→ LES CONSIGNES:
**A)** Relevez chaque verbe conjugué à l'impératif dans le texte sur l'écriture et la recherche, en ne citant chaque verbe qu'une fois.
**B)** Modifiez les lignes du jeu de données en remplaçant «comma-separated» par «space-separated», sans rien changer d'autre.

→ TEXTE FOURNI:
#####
Pensez au mal que vous pouvez faire en accentuant des superstitions néfastes ou mortelles. Pensez au bien aussi, au fait d’offrir un angle de vue neuf et positif sur une part méconnue de notre humanité. On dit que l’erreur est humaine : l’important n’est pas de cerner parfaitement tous les tenants et aboutissants d’un problème, d’autant que c’est impossible lorsqu’on n’est pas concerné, mais de faire de son mieux pour traiter les autres avec respect.

Vous aurez à répondre de vos écrits. Surtout si vous avez du succès, et que votre texte peut blesser d’autant plus de personnes. Si vous n’êtes pas près à prendre vos responsabilités durant et après l’écriture, ne publiez pas.

Comment faire de la recherche ?

Faire une ébauche puis affiner

Dans l’idéal, conduisez vos recherches principales avant de commencer à rédiger, et n’hésitez pas à vous laisser une note dans la marge lorsque, en cours d’écriture, vous bloquez sur un point au contraire mineur. C’est à dire que vous devez savoir comment votre protagoniste aveugle interagit avec le monde avant de commencer à l’écrire, mais que vous n’avez pas à vous préoccuper sur le moment de savoir si, à son époque, le taffetas existait déjà (à moins que ce ne soit crucial dans votre intrigue). Pour les noms de lieux ou de personnages secondaires, il m’arrive souvent d’écrire un TRUCMUCHE que je remplacerai ensuite facilement via un ctrl+ find and replace.
#####
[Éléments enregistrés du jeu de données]
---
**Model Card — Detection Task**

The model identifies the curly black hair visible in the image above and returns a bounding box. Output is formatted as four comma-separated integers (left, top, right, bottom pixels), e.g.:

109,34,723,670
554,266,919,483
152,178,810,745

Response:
#####
→ RÉSULTATS:
**A)** Pensez ; ne publiez pas ; conduisez ; n'hésitez pas

**B)**
---
**Model Card — Detection Task**

The model identifies the curly black hair visible in the image above and returns a bounding box. Output is formatted as four space-separated integers (left, top, right, bottom pixels), e.g.:

109,34,723,670
554,266,919,483
152,178,810,745

Response:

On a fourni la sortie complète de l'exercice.